SOAL LATIHAN 1:
Jawablah pertanyaan berikut berdasarkan berita tentang harga TBS sawit.
(a) Dari mana asal Bobby Sinaga?
(b) Berapa biaya pokok produksi yang disebutkan?
(c) Berapa rata-rata harga TBS saat ini menurut Bobby?
SOAL LATIHAN 2:
Tuliskan kembali tanpa perubahan seluruh bagian berita tentang harga TBS sawit, mulai dari kata-kata "Langkah lain adalah" terus ke bawah sampai kata-kata "tidak akan selamat.".

Riau, Triknews.co- Akhir-akhir ini para petani sawit mengeluh setelah beberapa waktu lagi sempat para petani gembira karena harga TBS sempat naik karena itu, petani sawit meminta pemerintah untuk segera mengatasi anjloknya harga Tandan Buah Segar (TBS) sawit yang tidak bisa menutupi beban biaya produksi saat ini. Kebijakan percepatan ekspor sawit dinilai belum maksimal lantaran banyaknya hambatan regulasi dan tarif pungutan maupun bea keluar.
Bobby Sinaga, Petani Sawit Swadaya asal Rokan Hilir, Provinsi Riau mengatakan, kondisi saat ini banyak petani sawit yang terpuruk karena pabrik juga menunda pembelian hasil panen petani akibat harga TBS yang tidak bersahabat.
“Ini disebabkan kebijakan pemerintah yang tidak sejalan dengan tujuan percepatan ekspor. Intinya kami ingin ada pembenahan kebijakan dari pemerintah agar dapat mendongkrak harga TBS petani,” ujar Bobby kepada wartawan, Selasa (5/7).
Turunnya harga tidak sebanding dengan kenaikan biaya pokok produksi di atas Rp 1.800/kg. Petani sawit harus menanggung kerugian lantaran harga pupuk dan pestisida ikut meroket. Tak heran, banyak petani sawit yang membiarkan buah membusuk di pohon lantaran rendahnya harga di sisi lain biaya panen dan perawatan mengalami kenaikan.
Bobby Sinaga.
“Banyak petani yang sulit lagi bertahan hidup. Untuk bisa menyambung hidup, mereka terpaksa ambil pekerjaan lain seperti menjadi buruh. Adapula, petani yang menanam tanaman tumpang sari karena untuk menutupi kekurangan biaya,” lanjutnya.
Dijelaskan Bobby, Diperkirakan pendapatan petani sawit sudah hilang lebih 65 persen. Kendati berat menanggung kerugian, petani berusaha merawat dengan melakukan pemupukan untuk menjaga produktivitas. Karena kondisi harga TBS tinggi maupun rendah perawatan kebun tetap harus dilakukan. Harus diakui rerata harga TBS saat ini sekitar Rp 1.230/kg sebenarnya tidak akan menutup untuk biaya perawatan dan produksi.
“Bahkan, ada petani yang sudah membiarkan kebun karena tidak memiliki biaya untuk panen dan merawat kebun, tetapi kalau saya masih tetap memanen walaupun harganya rendah. Harga pupuk tinggi, maka petani tertekan dua kali harga rendah dan harga pupuk tinggi. Ongkos panen naik juga naik berlipat-lipat,” jelas Bobby.
Kenaikan biaya pupuk dan pestisida ini juga berdampak kepada program Peremajaan Sawit petani. Untuk itu, kami berharap pada pemerintah supaya membenahi regulasi dan skema pungutan di ekspor sawit. “Kebijakan cepat perlu dilakukan karena daya tahan petani tidak bisa lama,” tegasnya.
Langkah lain adalah benahi harga pupuk dan pestisida. Bobby mengatakan pupuk menjadi komponen penting menjaga produksi tanaman. Tanpa adanya kebijakan cepat dan menyeluruh dapat dipastikan petani tidak akan selamat.

BAHAN HASIL EKSTRAKSI:
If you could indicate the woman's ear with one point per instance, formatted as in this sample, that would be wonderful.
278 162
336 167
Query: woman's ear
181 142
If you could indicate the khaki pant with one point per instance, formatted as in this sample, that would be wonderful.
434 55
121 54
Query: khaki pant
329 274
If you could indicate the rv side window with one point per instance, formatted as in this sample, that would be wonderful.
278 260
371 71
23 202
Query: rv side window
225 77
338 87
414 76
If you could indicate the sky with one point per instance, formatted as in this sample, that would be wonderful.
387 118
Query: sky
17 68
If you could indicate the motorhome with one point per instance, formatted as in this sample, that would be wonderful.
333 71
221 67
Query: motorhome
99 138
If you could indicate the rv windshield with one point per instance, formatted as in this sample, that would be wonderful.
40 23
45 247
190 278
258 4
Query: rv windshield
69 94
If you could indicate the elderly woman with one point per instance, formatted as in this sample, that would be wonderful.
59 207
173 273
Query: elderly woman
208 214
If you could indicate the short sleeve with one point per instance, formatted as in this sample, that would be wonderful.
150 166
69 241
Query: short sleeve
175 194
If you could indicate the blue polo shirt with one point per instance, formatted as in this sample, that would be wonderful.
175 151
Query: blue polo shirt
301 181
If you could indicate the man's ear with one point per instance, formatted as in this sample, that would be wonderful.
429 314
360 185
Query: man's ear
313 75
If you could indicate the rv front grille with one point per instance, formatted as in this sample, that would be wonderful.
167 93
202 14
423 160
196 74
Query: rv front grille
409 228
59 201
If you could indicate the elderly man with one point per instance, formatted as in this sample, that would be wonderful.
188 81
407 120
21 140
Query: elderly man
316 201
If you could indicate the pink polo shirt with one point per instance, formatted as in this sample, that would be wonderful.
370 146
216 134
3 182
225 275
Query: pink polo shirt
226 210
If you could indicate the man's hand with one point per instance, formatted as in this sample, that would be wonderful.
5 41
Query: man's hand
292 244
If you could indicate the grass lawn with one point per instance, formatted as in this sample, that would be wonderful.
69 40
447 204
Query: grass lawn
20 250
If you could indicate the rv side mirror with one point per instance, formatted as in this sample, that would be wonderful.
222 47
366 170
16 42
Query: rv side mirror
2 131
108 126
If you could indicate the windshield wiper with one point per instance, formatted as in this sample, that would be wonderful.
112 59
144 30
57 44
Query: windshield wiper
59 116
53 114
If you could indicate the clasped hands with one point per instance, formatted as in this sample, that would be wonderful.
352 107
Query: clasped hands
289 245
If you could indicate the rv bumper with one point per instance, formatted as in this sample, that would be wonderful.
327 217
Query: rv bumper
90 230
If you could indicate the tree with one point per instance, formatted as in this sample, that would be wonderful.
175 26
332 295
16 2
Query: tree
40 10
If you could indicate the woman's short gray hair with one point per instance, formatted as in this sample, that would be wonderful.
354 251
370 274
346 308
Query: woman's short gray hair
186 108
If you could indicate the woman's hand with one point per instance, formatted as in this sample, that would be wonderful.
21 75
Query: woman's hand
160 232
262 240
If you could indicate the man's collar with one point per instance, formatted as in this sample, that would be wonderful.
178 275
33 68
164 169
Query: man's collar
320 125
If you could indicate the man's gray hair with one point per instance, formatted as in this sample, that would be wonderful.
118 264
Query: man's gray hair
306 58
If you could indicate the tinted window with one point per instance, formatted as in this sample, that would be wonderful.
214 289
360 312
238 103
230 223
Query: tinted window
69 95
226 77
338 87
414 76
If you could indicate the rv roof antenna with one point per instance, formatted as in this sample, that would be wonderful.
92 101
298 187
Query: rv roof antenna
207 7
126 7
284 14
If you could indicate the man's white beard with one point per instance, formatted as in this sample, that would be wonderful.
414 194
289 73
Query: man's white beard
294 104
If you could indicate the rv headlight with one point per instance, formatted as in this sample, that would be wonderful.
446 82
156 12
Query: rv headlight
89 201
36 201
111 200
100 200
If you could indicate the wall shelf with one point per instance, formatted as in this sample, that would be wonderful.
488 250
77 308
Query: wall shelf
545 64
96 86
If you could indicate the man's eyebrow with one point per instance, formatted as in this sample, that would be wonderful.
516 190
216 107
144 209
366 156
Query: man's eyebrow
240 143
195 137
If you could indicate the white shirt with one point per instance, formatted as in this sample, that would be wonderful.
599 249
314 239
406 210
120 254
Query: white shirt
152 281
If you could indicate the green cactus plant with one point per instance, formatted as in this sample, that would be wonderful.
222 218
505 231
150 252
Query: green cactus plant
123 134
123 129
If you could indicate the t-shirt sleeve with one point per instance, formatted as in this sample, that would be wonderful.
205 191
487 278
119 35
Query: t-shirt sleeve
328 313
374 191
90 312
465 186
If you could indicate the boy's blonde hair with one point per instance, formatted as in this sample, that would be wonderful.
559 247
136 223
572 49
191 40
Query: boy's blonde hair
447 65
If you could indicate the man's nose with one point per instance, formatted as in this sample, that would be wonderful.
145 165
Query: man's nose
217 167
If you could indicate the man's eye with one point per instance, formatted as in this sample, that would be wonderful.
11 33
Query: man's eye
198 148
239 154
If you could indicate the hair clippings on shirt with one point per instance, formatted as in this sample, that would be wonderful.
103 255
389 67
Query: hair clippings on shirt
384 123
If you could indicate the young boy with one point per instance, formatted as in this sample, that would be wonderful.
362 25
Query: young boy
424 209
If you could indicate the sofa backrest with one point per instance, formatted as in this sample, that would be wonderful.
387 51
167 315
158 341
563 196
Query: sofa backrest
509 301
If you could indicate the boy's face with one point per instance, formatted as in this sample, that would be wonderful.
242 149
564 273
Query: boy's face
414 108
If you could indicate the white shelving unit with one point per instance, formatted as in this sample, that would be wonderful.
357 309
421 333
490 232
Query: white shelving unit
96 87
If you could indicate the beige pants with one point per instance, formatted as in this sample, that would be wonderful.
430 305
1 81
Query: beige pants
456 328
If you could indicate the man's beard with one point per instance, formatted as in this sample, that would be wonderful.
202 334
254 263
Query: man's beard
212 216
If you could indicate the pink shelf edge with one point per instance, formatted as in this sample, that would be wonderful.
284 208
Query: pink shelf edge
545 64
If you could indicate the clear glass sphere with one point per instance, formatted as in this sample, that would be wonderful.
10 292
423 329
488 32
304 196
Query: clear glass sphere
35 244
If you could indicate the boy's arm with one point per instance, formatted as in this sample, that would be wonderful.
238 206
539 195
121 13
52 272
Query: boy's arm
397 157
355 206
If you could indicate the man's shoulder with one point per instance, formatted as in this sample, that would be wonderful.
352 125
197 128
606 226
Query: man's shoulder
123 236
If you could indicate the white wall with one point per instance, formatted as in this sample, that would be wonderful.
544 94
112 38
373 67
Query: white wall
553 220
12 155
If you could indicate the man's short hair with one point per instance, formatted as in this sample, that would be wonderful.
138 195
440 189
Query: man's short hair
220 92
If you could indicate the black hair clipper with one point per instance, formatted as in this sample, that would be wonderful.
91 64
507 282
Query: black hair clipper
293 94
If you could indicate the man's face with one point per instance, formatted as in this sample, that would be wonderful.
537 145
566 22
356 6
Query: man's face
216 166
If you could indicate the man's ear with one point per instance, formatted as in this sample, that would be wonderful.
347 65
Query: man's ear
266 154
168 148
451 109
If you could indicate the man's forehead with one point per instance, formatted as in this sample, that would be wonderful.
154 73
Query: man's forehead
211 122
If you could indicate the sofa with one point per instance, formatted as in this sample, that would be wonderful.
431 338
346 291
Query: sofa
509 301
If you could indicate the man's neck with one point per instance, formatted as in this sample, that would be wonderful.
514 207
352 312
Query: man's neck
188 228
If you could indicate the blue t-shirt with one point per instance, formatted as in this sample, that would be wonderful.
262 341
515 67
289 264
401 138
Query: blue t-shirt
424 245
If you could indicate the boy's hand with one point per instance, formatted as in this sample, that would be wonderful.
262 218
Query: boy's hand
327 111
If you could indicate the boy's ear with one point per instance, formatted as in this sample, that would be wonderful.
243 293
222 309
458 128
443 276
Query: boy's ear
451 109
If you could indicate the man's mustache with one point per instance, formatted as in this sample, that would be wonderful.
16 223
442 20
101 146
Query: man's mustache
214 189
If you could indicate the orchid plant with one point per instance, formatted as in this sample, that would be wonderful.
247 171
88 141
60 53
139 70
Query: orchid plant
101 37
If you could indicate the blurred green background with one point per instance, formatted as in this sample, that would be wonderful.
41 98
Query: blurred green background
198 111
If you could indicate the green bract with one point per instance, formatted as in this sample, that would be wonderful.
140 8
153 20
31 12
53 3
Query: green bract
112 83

JAWABAN LATIHAN 1:
(a) Rokan Hilir, Provinsi Riau.
(b) Di atas Rp 1.800/kg.
(c) Sekitar Rp 1.230/kg.

JAWABAN LATIHAN 2:
Langkah lain adalah benahi harga pupuk dan pestisida. Bobby mengatakan pupuk menjadi komponen penting menjaga produksi tanaman. Tanpa adanya kebijakan cepat dan menyeluruh dapat dipastikan petani tidak akan selamat.